__BLOCO DE TEXTO__
Obrigação do fornecedor na reposição de peças durante a vida útil do produto: Uma conquista do consumidor
Gustavo Oliveira Chalfun e Cinthia da Silva Pereira
Quando da ausência de peças e componentes do produto dentro da vida útil do bem, pode ser o fornecedor obrigado a substituí-lo ou indenizar, de modo inibir a compra de outro produto por impossibilidade de reparo, à custa do consumidor.
sexta-feira, 8 de maio de 2020
O Código de Defesa do Consumidor foi criado pela lei
8.078/90 para dar proteção e segurança ao consumidor, tendo em vista esse ser a parte mais vulnerável da relação.
Nesse sentido, dentre as disposições que resguardam os direitos consumeristas, há o artigo 32 do referido código que prevê:
Art. 32. Os fabricantes e importadores deverão assegurar a oferta de componentes e peças de reposição enquanto não cessar a fabricação ou importação do produto.
Parágrafo único. Cessadas a produção ou importação, a oferta deverá ser mantida por período razoável de tempo, na forma da lei.
Tal artigo tem a missão de prevenir que após a aquisição de um bem o consumidor não encontre peças para a reparação e tenha que adquirir um novo produto.
A leitura do dispositivo legal deixa questionamentos, haja vista que o termo "período razoável de tempo" é conceito aberto e demanda delimitação temporal.
Assim, buscou-se no decreto
2.181 de 20 de março de 1997, que dispõe sobre a organização nacional do de Defesa do Consumidor, a fixação deste tempo razoável, nos moldes do art. 13, inciso XXI:
Art. 13. Serão consideradas, ainda, práticas infrativas, na forma dos dispositivos da Lei nº 8.078, de 1990:
(...)

__LINHAS FORNECIDAS__
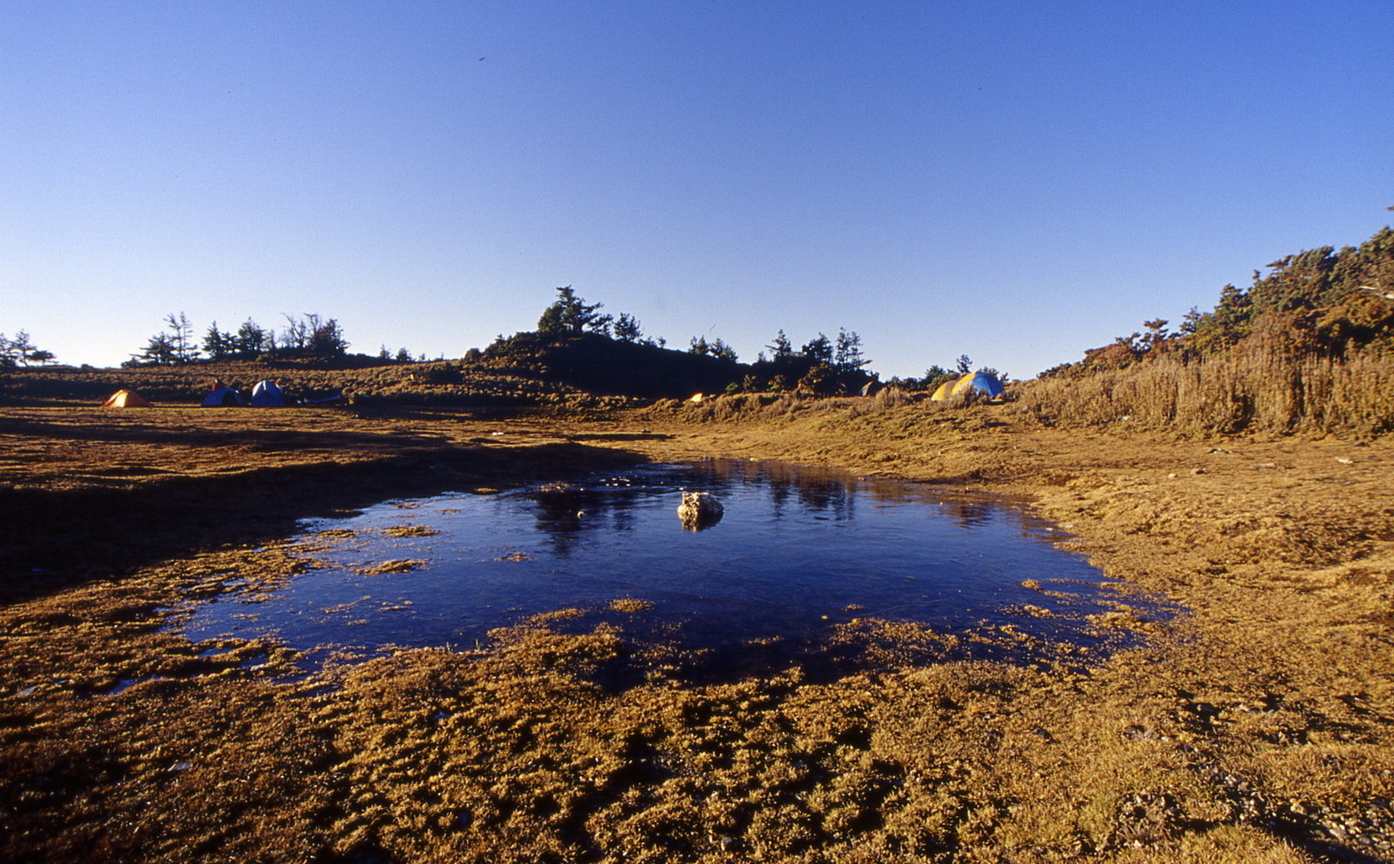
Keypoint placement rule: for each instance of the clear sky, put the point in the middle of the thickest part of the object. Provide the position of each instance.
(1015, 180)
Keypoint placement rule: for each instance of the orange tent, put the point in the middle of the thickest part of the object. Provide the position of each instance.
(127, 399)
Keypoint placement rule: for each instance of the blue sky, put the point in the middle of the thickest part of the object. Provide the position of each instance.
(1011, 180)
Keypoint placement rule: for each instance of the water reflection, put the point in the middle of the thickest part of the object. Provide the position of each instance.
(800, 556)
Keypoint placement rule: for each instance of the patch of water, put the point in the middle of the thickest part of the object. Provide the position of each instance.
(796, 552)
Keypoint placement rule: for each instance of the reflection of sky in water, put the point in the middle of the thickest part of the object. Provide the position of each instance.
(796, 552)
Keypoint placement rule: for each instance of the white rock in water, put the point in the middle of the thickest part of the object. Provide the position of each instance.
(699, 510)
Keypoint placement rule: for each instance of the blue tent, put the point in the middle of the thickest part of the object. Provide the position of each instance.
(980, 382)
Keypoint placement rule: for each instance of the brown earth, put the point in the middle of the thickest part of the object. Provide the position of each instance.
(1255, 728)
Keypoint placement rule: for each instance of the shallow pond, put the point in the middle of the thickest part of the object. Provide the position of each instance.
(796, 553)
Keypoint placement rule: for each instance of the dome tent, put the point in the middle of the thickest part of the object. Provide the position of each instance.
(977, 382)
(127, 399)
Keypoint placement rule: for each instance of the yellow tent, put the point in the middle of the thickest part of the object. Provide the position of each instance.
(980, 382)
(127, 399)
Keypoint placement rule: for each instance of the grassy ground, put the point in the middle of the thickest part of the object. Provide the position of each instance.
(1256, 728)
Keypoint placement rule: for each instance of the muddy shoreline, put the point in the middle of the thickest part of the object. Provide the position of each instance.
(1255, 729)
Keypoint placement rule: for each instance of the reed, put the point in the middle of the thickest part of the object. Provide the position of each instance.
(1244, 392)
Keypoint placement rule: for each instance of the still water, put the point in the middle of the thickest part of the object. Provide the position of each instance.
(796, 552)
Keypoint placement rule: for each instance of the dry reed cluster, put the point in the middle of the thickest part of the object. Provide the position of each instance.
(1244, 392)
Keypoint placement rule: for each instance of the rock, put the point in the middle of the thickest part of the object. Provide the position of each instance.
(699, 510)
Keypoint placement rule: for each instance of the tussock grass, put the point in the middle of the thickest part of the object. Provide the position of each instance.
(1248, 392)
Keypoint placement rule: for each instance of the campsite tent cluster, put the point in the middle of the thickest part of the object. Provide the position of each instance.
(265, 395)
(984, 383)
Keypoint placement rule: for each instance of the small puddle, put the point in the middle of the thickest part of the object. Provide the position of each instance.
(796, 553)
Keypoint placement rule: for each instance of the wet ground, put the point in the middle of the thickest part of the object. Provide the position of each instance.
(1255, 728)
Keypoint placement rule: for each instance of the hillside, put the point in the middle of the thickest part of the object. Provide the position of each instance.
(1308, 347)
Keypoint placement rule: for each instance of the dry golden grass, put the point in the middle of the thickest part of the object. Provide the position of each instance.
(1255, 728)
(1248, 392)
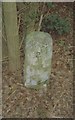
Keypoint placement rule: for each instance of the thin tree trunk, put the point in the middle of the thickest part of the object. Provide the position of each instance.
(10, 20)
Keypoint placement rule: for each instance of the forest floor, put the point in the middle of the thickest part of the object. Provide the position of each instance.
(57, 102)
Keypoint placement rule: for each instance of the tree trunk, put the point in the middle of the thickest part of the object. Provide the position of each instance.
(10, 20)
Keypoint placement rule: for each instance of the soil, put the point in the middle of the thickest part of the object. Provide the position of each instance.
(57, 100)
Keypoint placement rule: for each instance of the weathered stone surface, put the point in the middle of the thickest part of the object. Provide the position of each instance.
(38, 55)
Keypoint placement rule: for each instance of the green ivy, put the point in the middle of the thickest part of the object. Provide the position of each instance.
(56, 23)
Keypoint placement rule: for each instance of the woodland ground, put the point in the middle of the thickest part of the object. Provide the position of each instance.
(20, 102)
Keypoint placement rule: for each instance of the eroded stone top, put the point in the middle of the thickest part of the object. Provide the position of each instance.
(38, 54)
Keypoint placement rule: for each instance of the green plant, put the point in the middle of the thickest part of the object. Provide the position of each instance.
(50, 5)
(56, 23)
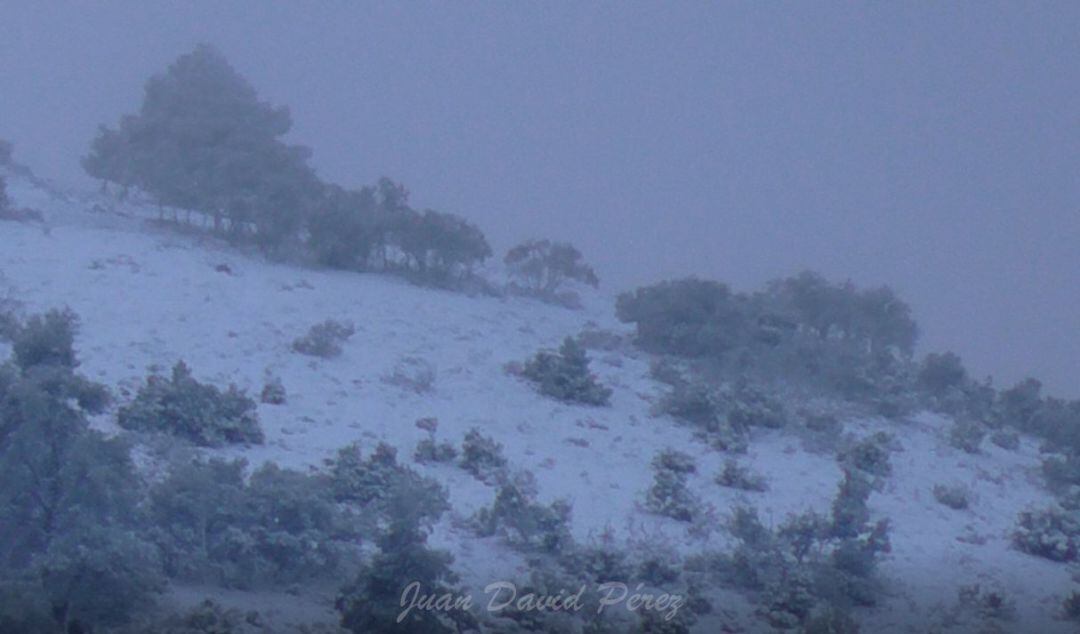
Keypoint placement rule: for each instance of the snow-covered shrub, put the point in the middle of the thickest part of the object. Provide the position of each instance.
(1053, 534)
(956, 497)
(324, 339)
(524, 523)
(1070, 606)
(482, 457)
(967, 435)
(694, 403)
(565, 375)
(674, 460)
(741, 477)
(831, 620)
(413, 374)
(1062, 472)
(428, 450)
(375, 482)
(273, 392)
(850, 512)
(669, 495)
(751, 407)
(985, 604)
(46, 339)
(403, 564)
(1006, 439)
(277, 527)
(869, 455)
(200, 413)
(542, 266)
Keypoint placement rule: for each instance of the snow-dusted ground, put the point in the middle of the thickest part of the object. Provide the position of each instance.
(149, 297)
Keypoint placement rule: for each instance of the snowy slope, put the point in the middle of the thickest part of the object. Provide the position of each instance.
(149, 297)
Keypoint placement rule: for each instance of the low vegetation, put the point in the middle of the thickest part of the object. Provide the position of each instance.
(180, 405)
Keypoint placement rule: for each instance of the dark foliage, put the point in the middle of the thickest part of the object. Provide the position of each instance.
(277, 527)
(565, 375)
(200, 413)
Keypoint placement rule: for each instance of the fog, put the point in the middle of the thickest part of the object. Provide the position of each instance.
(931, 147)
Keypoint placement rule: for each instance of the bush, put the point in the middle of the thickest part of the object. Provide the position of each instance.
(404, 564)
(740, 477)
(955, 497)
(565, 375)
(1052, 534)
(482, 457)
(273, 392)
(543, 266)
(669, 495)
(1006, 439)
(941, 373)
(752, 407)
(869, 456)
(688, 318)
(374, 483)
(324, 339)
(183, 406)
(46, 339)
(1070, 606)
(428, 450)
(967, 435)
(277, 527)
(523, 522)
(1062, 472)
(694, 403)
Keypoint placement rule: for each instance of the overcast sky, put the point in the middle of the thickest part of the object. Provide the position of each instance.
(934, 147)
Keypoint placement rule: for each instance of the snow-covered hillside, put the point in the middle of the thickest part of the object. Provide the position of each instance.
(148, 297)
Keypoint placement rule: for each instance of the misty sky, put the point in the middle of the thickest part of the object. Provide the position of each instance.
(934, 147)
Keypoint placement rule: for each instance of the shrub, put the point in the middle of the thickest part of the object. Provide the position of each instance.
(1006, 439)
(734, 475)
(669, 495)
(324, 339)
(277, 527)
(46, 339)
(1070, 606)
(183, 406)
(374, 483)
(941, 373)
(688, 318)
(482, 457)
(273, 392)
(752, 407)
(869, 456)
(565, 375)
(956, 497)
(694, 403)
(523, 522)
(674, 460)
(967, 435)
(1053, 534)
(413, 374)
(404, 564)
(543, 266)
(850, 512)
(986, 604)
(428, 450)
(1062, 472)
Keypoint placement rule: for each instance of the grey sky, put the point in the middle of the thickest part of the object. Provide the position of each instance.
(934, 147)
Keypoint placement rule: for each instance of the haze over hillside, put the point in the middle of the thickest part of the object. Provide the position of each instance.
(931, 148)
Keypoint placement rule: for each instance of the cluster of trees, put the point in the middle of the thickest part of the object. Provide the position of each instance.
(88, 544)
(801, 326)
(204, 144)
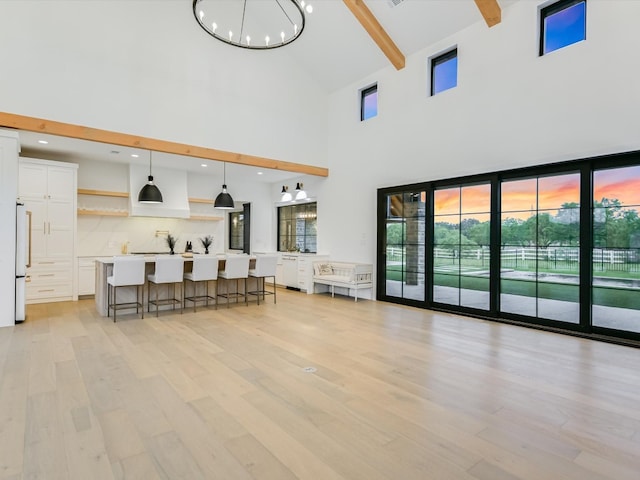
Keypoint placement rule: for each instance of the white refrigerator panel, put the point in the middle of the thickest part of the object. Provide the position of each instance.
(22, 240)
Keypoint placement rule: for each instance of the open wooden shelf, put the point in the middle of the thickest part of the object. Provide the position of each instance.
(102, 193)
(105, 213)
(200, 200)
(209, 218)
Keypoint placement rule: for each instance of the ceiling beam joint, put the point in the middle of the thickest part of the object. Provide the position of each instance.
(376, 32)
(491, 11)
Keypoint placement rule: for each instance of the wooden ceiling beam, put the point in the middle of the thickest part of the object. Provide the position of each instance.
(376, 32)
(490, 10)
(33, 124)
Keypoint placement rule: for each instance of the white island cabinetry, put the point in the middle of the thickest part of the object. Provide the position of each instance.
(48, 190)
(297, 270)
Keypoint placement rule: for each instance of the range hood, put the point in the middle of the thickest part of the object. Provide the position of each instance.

__OBJETIVO DO EXERCÍCIO__
Dê prosseguimento ao texto sobre a reposição de peças durante a vida útil do produto, começando logo depois da última frase apresentada. As linhas não têm nenhum papel nesta tarefa.

__RESPOSTA DA TAREFA__
XXI - deixar de assegurar a oferta de componentes e peças de reposição, enquanto não cessar a fabricação ou importação do produto, e, caso cessadas, de manter a oferta de componentes e peças de reposição por período razoável de tempo, nunca inferior à vida útil do produto ou serviço.
Ensina-nos Tartuce e Neves1:
Em complemento ao preceito geral a respeito do conteúdo das informações previamente prestadas, o art. 32 da Lei 8.078/1990 preceitua que os fabricantes e importadores deverão assegurar a oferta de componentes e peças de reposição enquanto não cessar a fabricação ou importação do produto. Se cessadas a produção ou importação, a oferta deverá ser mantida por período razoável de tempo, na forma da lei. Esse tempo razoável, por óbvio, deve levar em conta a vida útil média do produto, bem como a sua difusão no mercado de consumo. A norma visa justamente a fazer cumprir a oferta anterior, quando da aquisição originária do produto, mantendo a sua integralidade.
Sabe-se, então, que as peças de reposição devem ser mantidas por período razoável de tempo. Cessada sua produção, este período não poderá ser inferior a vida útil do aparelho.
A vida útil2 é uma estimativa de quanto tempo pode ser usado sem perder suas características essenciais.
Cumpre ressaltar que o período razoável de tempo ainda não foi devidamente estabelecido em lei, sendo certo que, em 2003, tramitou perante a Câmara dos Deputados o projeto de lei
1.437 que tinha a intenção de estabelecer o prazo de 15 (quinze) anos no parágrafo único do art. 32 do CDC.
Ocorre que o projeto de lei foi rejeitado após inúmeras criticas em virtude do prazo estipulado de 15 anos e, nessas circunstâncias, é preciso analisar o quesito temporal que lastreia a presente questão colocada ao crivo do Poder Judiciário.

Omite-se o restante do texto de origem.